> _Selected text_
# YET ANOTHER INDUSTRIAL SWITCHER



## Bob Baxter (Jan 3, 2008)

Inspired by Vic Smith's conversion of one of Hartland's Mack switchers, I dug an old Mack out of the box and started whacking away. I decided on a different design and spent many happy hours designing as I built. A generator model contributed the engine and the core of it's radiator. Below are some of the parts that made the "design as you build" cut.









The driver started life in the cab of a Bachmann railtruck. The seat and console were made of styrene. The controls came from a tractor model.









After a number of false starts and abandoned parts that just didn't look right, this is the final version, all weathered and ready to get to work.





































Seeing Don Gage's Dizzies inspired me to add the barrier stripes which I think, really sets off the heavy duty industrial look. Don made the trip down to my place to demonstrate his skills as a drybrusher. He did most of the weathering but I tackled it and found that I had been doing several things wrong in my early attempts and now my part looks almost as good as his. Thanks, Don. I'll keep practicing.


----------



## Nohandles (Jan 2, 2009)

Nice job! I really like the detailed look. Keep up the good work.


----------



## Mik (Jan 2, 2008)

Now that is one cool looking critter! Want to weather my baby Climax?


----------



## R.W. Marty (Jan 2, 2008)

Bob,
That is very, very nice. I agree, the stripping give it a very industrial look.
Rick Marty


----------



## Les (Feb 11, 2008)

I like the detailing, particularly the motor. The whole works looks great, however! Thanks for sharing the pixes.

Les


----------



## Eric M. (Jan 3, 2008)

That's cool. I love it. Very "chunky". I don't know about the stripes though-- they might be TOO "safe" for my line. ;-) I think most of the crew on my R.R.
would be missing appendages. 


Seriously though, awesome job. 

Regards,


----------



## Spule 4 (Jan 2, 2008)

Looks the part for sure!!!! 

What was the maker of the generator kit?


----------



## vsmith (Jan 2, 2008)

"...What was the maker of the generator kit?..."'

I got mine thru USA 

Bob that looks absolutly gorgeous!


----------



## altterrain (Jan 2, 2008)

Nice critter Bob. Design as you build is the only way to go. Who needs blueprints? 

-Brian


----------



## East Broad Top (Dec 29, 2007)

Very cool (despite being internal combustion). 

Later, 

K


----------



## Stan Cedarleaf (Jan 2, 2008)

Bob, it's just a wonder what you can do in a couple of hours. Fabulous job. Where are the batteries.....


----------



## Les (Feb 11, 2008)

That's why he got in done so quickly and easily--he left the batteries in the car, where they belong. (Evil Grin)

> _Task requirements_
• 1. Sum up the switcher thread in two sentences.
• 2. Answer these questions using the switcher thread, one line each:
(a) What were the seat and console for the driver made of?
(b) Whose conversion of a Hartland Mack switcher inspired the build?
(c) Which part of the model did Les particularly like?
• 3. Extend the switcher thread with another reply that follows its last post.
The items after the switcher thread are not needed for anything here.

> _Supplied records_
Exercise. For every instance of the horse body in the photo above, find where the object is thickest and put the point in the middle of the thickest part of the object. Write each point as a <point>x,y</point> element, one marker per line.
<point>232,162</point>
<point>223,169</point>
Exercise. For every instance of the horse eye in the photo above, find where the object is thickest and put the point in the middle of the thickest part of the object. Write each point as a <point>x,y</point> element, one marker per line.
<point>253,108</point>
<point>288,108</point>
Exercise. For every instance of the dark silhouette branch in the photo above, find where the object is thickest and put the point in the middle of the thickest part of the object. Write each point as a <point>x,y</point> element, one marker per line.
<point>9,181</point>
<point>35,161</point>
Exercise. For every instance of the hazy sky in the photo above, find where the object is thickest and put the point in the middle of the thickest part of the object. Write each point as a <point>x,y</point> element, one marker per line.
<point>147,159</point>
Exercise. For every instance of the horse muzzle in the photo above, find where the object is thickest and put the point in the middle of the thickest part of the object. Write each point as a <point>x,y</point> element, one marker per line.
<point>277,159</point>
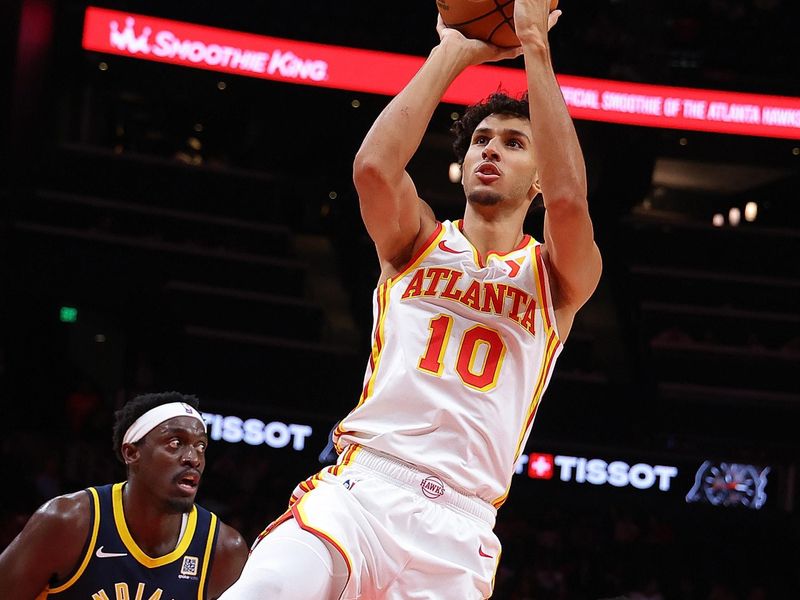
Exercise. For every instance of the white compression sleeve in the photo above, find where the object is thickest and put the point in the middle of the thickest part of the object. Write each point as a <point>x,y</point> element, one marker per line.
<point>290,564</point>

> _Expected responses_
• 1. Bob Baxter built an industrial switcher from an old Mack, designing it as he went and taking the engine and the core of its radiator from a generator model. He added barrier stripes after seeing Don Gage's Dizzies, Don helped with the weathering, and other members praised the finished model.

• 2.
(a) Styrene.
(b) Vic Smith's.
(c) The motor.

• 3.
Les


----------



## Bob Baxter (Jan 3, 2008)

Thanks guys, for all the nice comments. Also, a giant THANK YOU to Dwight for helping me with the picture posting process. It was here all the time and I haven't been inclined to explore the process on my own. I try to spend as little time as possible at the computer so I can spend more time with domestic assignments and some occasional model building. 

Here's a couple of pictures of the complete generator. I bought two from the Bridgemasters guys as a flat load but that never happened. i don't know whether they have more or who manufactured them.

















Notice the radiator. I built a frame for the model from styrene and fit the grill (black in the left photo) with the grooves vertical. The back of the fan unit also survived the cutting and much of it holds the engine and the radiator together.


----------



## Bob Baxter (Jan 3, 2008)

Stan, Why should I mess with batteries when I have perfectly good track power. My trains don't go outside so I don't have problems with dirty track. 
This loco will be running on the Door Hollow Shortline at the Big Train Show in June. 

As far as whipping it together, the first picture I took of the building process was taken February 15th. It takes a while with the domestic assignments that just keep coming. Another factor is the 74 years that have passed since I arrived on the planet and the energy level isn't what it used to be.


----------



## vsmith (Jan 2, 2008)

Bridgeworks! thats where I got mine too, but I remember he said they were originally made by USA


Bob's Critter is far more elaborate than mine, which I didnt even bother to modify the generator. I like that Bob reused the HLW cab.


----------



## Les (Feb 11, 2008)

Bob,

I got my daughter to sit down and show me how to post pixes. I keep in on a sheet of paper right next to the mouse. I like Vic's critter--it is his, I hope--(hurrying because FW rattled my food dish) I have one of a Crampden 6-2-0 posted elsewhere. I don't do diesels, though this last spate of pixes makes me sorta think about it, thus I have nothing germaine to post here. You guys are doing excellent stuff.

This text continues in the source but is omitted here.